Records in a dataset:
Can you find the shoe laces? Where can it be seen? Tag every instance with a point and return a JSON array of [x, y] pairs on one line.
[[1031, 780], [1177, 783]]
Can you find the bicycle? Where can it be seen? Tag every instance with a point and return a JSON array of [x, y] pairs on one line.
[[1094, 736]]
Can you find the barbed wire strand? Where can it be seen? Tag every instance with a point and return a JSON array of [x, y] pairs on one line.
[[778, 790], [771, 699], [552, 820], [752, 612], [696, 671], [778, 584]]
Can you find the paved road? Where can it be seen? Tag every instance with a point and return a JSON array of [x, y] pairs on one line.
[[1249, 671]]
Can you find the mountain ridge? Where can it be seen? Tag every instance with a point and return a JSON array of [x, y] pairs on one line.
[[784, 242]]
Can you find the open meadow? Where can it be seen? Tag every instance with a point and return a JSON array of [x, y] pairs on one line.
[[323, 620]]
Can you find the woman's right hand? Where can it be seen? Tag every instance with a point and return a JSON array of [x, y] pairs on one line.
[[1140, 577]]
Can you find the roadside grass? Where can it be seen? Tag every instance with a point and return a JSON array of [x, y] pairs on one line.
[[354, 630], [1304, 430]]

...

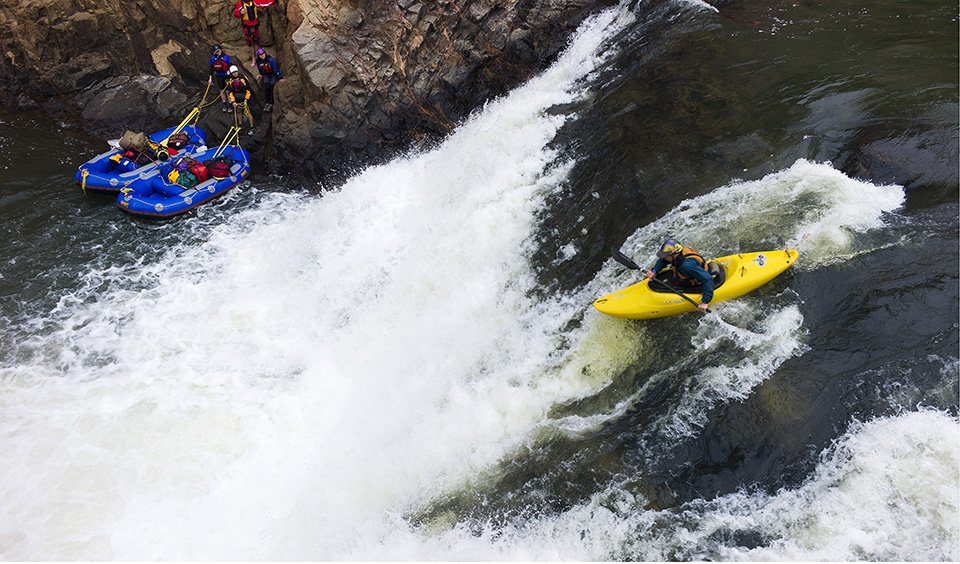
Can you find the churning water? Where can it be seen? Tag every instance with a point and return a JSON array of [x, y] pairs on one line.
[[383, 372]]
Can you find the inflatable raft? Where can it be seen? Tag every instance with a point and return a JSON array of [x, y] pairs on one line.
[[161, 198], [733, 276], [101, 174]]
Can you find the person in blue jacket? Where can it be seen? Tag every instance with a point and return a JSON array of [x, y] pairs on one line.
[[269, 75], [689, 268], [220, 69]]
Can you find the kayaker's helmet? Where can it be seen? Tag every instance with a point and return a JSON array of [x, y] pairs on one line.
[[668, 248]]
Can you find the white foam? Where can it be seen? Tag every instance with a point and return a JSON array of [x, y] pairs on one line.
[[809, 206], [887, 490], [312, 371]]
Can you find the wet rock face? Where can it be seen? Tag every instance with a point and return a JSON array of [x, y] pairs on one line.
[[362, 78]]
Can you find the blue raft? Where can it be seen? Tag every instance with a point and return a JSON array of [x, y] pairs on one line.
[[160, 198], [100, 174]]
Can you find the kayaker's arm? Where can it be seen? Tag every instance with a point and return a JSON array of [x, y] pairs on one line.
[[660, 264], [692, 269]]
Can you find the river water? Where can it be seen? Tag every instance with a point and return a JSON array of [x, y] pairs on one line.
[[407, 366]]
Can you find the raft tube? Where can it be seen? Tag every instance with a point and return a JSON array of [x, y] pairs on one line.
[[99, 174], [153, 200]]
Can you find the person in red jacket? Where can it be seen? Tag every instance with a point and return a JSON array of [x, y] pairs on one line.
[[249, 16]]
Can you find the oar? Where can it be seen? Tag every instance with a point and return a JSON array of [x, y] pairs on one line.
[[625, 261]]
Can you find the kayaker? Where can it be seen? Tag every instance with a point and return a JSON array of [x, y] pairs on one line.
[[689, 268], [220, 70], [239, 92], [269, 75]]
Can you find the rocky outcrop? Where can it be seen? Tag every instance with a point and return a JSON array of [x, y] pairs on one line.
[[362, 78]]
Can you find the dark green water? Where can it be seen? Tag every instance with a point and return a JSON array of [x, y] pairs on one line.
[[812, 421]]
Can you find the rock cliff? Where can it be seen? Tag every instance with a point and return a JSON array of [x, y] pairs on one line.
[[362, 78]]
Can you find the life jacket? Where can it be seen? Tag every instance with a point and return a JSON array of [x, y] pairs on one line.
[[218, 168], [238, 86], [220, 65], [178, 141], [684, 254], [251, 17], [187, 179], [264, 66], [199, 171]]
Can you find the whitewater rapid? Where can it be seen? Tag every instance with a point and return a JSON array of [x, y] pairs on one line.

» OBJECTIVE:
Return everything from the line containing "Can you find the shoe" down to the line containing "[[1031, 780], [1177, 783]]", with both lines included, reproducing them exactly.

» SOLUTION:
Can you find the shoe laces? Where can it be seen? Tag every instance with a point and return a JSON array of [x, y] pairs on one line.
[[1031, 780], [1177, 783]]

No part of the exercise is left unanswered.